__EXCERPT__:
+ + + +

Additionally, this income distribution also encourages and drives the operation of the flywheel. To obtain redistributed income, LPs must stake LP tokens, which indirectly incentivizes them to provide liquidity for a longer time. Besides the 22.5% of real income from fees, Camelot also allocates 20% of GRAIL tokens and xGRAIL (ES tokens) as incentives. This strategy not only incentivizes LPs but also encourages ordinary users to participate in income distribution by staking GRAIL, enhancing the overall activity and attractiveness of the protocol.

GMX - Encouraging Competition for Real Income Distribution

GMX's token economic model (tokenomics) is a highly interesting and interactive design, with its core goal being to achieve a continuous supply of liquidity and encourage traders and liquidity providers (LPs) to keep trading. This design aims to ensure the liquidity and trading volume of the protocol while incentivizing the continuous locking of GMX.

+ + + +

__DATA RECORDS__:

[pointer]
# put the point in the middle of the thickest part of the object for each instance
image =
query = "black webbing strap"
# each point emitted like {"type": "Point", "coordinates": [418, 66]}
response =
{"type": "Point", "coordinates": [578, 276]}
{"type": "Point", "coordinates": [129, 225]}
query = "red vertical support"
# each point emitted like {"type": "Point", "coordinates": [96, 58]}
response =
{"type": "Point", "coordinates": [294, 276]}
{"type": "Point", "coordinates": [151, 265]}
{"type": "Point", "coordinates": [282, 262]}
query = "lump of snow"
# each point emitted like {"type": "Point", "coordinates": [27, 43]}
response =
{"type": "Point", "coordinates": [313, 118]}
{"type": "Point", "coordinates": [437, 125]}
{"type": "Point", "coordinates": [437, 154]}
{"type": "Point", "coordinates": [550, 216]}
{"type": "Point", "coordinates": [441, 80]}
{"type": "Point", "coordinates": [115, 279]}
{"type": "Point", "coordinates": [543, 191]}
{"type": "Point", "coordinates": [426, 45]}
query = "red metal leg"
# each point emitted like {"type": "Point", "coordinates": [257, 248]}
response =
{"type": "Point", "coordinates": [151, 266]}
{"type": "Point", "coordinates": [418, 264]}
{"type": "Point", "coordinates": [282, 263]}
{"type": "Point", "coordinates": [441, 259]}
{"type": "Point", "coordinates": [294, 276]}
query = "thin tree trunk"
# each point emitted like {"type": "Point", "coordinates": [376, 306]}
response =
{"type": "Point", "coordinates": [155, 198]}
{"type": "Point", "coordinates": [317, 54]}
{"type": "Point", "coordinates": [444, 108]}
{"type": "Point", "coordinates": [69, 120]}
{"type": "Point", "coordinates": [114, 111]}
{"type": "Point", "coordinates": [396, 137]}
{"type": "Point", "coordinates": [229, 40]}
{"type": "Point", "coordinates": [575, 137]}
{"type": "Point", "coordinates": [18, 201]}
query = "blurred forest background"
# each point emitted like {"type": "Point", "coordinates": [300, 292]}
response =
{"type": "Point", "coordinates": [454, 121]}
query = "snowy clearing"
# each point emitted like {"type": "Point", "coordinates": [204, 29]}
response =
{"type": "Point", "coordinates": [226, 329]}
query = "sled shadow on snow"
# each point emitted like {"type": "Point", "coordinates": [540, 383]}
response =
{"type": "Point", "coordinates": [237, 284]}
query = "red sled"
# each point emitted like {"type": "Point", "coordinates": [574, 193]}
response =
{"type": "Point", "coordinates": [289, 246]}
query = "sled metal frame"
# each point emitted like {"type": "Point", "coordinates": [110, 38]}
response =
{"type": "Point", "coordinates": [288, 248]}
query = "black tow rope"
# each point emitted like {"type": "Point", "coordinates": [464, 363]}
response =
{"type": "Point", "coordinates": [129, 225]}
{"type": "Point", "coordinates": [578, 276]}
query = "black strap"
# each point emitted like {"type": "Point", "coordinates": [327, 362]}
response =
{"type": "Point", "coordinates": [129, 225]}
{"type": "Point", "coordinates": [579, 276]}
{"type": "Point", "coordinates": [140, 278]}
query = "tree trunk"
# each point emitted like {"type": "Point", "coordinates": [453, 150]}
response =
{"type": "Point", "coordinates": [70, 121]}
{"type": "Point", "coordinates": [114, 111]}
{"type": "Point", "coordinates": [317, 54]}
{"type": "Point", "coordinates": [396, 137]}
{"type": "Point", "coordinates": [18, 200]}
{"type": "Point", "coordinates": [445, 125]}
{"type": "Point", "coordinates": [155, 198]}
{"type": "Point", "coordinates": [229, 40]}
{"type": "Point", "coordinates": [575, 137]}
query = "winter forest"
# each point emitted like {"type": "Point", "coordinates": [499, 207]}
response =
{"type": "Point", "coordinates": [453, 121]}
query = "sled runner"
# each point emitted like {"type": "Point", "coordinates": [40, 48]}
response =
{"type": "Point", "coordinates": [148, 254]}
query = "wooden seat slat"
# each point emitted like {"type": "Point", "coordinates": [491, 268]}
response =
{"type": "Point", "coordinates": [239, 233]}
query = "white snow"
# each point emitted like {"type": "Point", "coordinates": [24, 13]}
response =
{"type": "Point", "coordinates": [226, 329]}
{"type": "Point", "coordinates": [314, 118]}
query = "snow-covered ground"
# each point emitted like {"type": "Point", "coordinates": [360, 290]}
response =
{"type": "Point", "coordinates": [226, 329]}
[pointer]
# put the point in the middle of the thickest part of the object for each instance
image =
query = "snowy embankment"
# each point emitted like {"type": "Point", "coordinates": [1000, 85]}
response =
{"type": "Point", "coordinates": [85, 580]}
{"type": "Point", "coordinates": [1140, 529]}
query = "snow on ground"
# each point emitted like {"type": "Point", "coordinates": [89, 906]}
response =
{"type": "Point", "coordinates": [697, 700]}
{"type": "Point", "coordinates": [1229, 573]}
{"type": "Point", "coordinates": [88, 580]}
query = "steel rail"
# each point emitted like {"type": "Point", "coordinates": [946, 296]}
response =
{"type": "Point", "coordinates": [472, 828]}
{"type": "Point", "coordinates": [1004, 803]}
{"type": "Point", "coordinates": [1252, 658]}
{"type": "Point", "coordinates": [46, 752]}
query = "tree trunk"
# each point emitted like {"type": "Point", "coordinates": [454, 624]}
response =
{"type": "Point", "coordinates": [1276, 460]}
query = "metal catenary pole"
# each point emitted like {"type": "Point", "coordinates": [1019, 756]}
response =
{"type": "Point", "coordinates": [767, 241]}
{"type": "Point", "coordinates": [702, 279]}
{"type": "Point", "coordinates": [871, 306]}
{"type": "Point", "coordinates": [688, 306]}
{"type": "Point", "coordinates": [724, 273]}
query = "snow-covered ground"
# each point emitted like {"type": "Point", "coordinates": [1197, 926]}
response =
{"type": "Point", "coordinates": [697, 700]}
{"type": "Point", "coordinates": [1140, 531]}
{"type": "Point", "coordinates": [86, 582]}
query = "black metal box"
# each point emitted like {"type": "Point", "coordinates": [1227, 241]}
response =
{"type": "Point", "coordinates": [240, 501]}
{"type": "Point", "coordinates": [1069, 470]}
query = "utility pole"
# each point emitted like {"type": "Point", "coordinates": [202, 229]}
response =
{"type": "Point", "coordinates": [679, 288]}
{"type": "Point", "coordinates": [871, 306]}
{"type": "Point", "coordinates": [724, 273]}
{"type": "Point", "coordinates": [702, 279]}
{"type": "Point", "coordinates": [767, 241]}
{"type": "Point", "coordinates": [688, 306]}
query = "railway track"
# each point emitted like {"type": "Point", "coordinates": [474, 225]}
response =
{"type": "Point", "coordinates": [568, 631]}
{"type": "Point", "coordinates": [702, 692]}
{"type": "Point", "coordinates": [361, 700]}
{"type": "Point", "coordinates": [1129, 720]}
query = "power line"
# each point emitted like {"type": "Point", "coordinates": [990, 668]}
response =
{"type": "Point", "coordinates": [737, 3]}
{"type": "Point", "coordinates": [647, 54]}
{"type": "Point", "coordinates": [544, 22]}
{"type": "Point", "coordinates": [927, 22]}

+ + + +

__CHALLENGES__:
1. Repeat the portion of the excerpt from "Additionally, this income" up to and including "of the protocol.".
2. Extract every line of the entries that contains the string "strap", treating uppercase and lowercase as distinct.
The excerpt and the entries come from unrelated sources.

__REPLIES__:
1.
Additionally, this income distribution also encourages and drives the operation of the flywheel. To obtain redistributed income, LPs must stake LP tokens, which indirectly incentivizes them to provide liquidity for a longer time. Besides the 22.5% of real income from fees, Camelot also allocates 20% of GRAIL tokens and xGRAIL (ES tokens) as incentives. This strategy not only incentivizes LPs but also encourages ordinary users to participate in income distribution by staking GRAIL, enhancing the overall activity and attractiveness of the protocol.

2.
query = "black webbing strap"
query = "black strap"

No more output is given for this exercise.